[Location annotation dataset excerpts]
------------------------------------------------

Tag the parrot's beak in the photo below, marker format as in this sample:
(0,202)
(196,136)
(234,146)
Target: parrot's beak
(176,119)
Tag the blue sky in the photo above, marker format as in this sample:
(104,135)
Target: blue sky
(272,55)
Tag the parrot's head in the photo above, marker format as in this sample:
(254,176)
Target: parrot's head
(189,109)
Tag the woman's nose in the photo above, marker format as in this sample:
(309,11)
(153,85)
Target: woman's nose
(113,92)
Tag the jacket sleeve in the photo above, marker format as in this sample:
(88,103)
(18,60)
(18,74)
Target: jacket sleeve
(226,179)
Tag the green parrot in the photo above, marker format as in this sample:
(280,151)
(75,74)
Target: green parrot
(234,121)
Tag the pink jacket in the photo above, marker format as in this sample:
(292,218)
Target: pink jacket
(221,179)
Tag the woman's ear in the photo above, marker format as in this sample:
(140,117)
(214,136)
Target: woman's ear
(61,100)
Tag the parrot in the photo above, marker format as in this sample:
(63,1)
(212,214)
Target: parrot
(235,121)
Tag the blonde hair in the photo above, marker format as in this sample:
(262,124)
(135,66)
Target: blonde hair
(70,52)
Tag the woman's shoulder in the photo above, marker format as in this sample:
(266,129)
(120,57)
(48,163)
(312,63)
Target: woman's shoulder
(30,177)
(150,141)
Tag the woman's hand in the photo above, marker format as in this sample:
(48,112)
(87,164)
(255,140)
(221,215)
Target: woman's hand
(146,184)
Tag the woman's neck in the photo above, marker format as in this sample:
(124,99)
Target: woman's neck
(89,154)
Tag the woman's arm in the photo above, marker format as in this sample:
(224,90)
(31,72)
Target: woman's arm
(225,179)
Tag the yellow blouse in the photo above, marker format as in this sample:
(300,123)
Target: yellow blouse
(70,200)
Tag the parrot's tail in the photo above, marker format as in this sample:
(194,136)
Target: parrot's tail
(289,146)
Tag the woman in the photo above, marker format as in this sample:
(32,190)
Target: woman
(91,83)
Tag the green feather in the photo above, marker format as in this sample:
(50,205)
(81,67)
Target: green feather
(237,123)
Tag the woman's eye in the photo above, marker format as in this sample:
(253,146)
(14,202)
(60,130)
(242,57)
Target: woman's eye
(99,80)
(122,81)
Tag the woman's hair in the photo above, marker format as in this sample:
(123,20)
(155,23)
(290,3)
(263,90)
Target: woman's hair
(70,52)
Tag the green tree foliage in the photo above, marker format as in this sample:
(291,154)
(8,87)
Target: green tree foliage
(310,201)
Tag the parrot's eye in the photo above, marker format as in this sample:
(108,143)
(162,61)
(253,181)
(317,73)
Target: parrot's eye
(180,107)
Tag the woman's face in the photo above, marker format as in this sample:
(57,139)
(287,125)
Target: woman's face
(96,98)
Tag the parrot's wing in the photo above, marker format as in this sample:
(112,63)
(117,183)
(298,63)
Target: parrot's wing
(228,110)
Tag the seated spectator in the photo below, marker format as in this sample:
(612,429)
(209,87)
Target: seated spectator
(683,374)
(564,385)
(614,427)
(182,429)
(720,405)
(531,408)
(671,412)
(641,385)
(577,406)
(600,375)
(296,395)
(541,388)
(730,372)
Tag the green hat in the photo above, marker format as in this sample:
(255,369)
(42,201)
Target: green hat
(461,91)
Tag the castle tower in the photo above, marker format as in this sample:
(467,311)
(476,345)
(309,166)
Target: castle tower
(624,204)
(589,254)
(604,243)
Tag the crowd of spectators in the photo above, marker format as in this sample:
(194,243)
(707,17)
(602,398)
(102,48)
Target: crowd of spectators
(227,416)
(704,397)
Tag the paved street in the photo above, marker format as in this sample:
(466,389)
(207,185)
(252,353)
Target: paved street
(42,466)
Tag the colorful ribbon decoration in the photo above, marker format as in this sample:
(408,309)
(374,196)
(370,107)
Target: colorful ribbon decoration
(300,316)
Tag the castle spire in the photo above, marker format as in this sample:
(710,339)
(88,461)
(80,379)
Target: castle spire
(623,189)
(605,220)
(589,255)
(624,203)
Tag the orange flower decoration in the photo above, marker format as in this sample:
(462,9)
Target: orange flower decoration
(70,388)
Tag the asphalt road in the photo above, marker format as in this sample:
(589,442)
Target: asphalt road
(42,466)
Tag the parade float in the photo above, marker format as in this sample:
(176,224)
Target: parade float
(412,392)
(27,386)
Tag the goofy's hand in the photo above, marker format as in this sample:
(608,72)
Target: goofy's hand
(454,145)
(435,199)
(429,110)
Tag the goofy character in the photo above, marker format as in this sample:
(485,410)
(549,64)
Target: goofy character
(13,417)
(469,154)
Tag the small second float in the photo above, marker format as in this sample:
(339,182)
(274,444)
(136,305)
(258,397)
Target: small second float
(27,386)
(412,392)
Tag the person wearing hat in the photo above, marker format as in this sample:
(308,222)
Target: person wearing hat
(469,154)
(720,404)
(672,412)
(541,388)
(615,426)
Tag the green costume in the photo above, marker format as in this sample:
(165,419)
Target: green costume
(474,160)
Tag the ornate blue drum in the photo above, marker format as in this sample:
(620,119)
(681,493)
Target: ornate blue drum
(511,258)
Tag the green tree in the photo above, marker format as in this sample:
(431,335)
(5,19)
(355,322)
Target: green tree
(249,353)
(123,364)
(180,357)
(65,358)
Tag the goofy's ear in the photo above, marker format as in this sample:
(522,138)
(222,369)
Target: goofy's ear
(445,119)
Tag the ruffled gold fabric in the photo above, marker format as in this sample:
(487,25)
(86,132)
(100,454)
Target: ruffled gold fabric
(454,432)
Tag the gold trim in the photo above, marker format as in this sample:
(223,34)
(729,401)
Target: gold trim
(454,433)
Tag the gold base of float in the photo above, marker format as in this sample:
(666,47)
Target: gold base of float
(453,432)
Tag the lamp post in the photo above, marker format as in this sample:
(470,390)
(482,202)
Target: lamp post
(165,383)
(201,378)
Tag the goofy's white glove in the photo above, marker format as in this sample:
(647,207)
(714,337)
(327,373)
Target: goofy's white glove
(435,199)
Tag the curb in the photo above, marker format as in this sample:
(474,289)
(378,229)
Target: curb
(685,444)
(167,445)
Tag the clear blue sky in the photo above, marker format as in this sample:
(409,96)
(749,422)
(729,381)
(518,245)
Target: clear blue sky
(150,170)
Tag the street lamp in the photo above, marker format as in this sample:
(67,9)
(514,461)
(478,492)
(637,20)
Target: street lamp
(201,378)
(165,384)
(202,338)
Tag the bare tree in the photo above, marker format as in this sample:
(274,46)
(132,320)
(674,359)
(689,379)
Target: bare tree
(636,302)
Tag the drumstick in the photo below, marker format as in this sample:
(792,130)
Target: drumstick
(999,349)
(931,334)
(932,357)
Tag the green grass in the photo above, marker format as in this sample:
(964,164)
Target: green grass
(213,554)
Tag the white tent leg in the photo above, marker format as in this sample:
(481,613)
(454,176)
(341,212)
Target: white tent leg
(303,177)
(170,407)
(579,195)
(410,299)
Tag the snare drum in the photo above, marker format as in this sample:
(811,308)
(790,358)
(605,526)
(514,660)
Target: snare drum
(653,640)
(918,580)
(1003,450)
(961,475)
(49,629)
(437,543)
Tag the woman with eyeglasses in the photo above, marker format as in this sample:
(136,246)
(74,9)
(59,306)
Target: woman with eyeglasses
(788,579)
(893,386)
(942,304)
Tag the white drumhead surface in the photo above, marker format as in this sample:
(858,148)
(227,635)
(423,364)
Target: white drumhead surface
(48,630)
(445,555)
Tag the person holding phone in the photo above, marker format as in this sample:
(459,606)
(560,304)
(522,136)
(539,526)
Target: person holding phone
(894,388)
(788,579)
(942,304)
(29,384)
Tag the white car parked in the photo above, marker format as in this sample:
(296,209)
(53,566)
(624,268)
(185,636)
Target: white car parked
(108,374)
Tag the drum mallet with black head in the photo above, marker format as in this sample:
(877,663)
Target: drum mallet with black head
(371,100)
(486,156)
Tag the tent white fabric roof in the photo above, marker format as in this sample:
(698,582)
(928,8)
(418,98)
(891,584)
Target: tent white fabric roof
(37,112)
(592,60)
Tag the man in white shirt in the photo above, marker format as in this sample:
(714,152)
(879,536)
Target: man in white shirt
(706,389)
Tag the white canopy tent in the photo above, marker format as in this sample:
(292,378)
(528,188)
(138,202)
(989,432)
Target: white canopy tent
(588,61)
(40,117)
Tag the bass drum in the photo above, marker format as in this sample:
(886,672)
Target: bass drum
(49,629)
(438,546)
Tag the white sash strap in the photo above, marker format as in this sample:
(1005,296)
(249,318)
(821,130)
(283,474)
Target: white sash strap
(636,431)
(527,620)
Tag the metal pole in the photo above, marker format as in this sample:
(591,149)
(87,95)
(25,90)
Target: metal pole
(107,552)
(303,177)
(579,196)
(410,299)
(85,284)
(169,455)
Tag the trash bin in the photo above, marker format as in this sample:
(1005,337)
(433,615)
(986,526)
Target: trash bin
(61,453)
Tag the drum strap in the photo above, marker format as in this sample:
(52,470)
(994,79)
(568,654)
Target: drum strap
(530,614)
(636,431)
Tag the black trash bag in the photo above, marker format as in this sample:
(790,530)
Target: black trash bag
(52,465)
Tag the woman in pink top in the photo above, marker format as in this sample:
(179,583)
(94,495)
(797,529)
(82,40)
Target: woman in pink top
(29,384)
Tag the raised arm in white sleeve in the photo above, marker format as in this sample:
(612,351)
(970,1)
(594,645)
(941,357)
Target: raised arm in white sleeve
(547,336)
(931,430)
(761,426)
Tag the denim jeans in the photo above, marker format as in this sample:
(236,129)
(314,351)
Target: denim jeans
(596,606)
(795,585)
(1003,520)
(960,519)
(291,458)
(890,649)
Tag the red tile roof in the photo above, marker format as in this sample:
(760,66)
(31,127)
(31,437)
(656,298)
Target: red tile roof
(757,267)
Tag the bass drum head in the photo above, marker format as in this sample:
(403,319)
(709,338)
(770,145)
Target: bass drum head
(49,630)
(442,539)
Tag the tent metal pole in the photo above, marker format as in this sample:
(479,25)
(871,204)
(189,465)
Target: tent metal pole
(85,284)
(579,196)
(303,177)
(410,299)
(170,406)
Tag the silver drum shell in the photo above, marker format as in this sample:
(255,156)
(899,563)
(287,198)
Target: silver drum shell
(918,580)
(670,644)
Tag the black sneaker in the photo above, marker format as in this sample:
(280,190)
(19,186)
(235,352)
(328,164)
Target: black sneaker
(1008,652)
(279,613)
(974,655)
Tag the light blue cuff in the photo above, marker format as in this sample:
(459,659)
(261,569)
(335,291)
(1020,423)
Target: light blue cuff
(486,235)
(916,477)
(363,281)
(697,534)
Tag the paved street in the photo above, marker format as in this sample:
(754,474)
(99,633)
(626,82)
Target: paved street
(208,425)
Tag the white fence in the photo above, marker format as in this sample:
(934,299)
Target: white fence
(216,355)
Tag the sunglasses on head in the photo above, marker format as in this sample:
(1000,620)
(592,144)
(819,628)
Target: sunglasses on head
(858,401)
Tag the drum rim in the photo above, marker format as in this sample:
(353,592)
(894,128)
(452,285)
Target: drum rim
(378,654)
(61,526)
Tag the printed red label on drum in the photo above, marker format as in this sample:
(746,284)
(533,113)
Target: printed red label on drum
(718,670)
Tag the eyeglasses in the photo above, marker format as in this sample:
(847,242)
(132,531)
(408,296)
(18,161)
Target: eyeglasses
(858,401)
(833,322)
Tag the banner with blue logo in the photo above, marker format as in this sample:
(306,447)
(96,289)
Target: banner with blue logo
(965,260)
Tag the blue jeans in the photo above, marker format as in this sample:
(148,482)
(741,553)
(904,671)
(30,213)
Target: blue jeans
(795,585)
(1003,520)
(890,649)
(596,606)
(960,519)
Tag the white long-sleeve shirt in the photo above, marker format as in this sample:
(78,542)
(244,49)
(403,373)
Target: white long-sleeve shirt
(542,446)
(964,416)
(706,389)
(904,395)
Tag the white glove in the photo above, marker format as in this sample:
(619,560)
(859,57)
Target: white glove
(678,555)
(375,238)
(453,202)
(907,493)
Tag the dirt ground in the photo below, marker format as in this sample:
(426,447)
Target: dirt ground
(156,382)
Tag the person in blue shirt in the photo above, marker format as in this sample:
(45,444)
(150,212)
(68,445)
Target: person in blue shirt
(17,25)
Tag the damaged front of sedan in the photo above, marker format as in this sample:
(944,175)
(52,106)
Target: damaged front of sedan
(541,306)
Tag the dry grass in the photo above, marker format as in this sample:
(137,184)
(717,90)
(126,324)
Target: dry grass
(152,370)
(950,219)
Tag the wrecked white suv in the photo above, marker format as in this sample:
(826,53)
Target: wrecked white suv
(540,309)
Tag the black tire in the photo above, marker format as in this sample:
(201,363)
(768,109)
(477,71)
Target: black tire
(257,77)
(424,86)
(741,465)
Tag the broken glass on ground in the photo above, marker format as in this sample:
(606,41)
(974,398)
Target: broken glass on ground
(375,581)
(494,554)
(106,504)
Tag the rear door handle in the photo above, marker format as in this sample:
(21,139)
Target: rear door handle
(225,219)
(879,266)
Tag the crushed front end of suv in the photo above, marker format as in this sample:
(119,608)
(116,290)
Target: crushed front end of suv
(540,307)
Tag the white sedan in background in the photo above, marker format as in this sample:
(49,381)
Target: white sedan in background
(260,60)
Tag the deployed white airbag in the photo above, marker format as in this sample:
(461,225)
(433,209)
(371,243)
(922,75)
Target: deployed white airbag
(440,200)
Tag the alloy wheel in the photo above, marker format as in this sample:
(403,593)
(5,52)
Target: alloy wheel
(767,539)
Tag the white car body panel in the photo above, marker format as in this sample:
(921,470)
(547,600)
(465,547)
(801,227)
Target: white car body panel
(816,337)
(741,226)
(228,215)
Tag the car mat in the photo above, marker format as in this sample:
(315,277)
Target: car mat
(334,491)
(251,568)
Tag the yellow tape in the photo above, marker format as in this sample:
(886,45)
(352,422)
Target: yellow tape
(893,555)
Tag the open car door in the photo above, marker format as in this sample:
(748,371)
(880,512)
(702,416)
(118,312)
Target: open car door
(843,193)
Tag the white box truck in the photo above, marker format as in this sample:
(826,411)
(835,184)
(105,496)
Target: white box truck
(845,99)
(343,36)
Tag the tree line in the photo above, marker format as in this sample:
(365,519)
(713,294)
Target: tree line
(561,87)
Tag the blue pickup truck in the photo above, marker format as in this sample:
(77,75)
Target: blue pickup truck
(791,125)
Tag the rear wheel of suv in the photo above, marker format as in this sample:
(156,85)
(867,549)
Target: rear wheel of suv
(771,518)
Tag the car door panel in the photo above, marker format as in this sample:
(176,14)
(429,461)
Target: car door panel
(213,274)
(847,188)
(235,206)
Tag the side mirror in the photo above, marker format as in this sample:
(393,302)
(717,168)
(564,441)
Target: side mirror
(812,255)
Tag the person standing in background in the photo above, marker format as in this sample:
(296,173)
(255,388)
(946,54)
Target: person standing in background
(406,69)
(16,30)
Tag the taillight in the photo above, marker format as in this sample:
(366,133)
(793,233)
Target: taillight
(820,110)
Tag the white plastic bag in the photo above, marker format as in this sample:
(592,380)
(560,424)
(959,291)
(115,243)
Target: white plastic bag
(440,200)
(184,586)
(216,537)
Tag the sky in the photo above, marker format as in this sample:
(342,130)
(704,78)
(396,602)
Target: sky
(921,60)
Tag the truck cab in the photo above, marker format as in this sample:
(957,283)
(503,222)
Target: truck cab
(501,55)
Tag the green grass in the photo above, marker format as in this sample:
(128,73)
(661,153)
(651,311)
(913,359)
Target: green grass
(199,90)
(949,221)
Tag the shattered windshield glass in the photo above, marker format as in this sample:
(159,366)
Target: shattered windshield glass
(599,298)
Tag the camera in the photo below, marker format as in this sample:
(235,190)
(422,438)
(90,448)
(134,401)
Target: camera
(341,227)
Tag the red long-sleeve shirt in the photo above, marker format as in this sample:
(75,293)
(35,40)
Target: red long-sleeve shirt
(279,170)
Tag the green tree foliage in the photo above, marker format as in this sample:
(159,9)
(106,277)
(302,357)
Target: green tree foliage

------------------------------------------------

### SET TASK
Return the line that contains "Tag the shattered" along with every line after it through the end of the entries, exactly, adding nothing.

### RESULT OF THE TASK
Tag the shattered windshield glass in the photo above, marker format as in this sample:
(159,366)
Target: shattered windshield glass
(599,298)
Tag the camera in the photo below, marker format as in this sample:
(235,190)
(422,438)
(90,448)
(134,401)
Target: camera
(341,227)
Tag the red long-sleeve shirt in the photo above, marker format as in this sample:
(75,293)
(35,40)
Target: red long-sleeve shirt
(279,170)
Tag the green tree foliage in the photo above, marker format as in this sample:
(159,9)
(106,277)
(302,357)
Target: green tree foliage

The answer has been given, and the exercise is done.